= Given records =
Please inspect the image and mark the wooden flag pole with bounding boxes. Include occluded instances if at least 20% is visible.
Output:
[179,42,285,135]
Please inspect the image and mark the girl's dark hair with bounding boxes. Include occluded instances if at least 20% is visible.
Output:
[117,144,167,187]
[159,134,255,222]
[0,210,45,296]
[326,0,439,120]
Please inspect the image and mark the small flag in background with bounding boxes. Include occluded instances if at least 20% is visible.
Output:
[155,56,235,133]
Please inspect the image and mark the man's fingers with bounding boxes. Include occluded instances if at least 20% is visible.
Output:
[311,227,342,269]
==
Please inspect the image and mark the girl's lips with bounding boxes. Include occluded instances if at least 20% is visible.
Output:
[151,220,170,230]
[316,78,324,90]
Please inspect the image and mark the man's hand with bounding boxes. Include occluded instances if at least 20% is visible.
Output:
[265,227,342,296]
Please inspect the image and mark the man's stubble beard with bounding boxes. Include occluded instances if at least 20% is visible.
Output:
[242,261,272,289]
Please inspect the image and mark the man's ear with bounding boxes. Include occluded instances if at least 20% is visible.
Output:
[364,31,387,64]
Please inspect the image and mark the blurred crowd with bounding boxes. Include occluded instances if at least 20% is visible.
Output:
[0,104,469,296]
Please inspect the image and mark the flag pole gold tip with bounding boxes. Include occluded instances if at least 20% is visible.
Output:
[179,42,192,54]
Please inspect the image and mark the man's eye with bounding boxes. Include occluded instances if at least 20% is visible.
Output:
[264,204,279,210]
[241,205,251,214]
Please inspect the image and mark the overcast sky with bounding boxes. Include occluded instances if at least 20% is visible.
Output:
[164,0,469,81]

= What you need to do =
Return every line of the data above that contains the string "pole", matching case exactly.

= Written answer =
Please inspect the image and mark the wooden flag pole with bounding boxes. Include occluded instances if at least 20% is visible.
Please inspect the image and mark the flag pole gold tip with bounding boxes. Include occluded instances if at least 20% is visible.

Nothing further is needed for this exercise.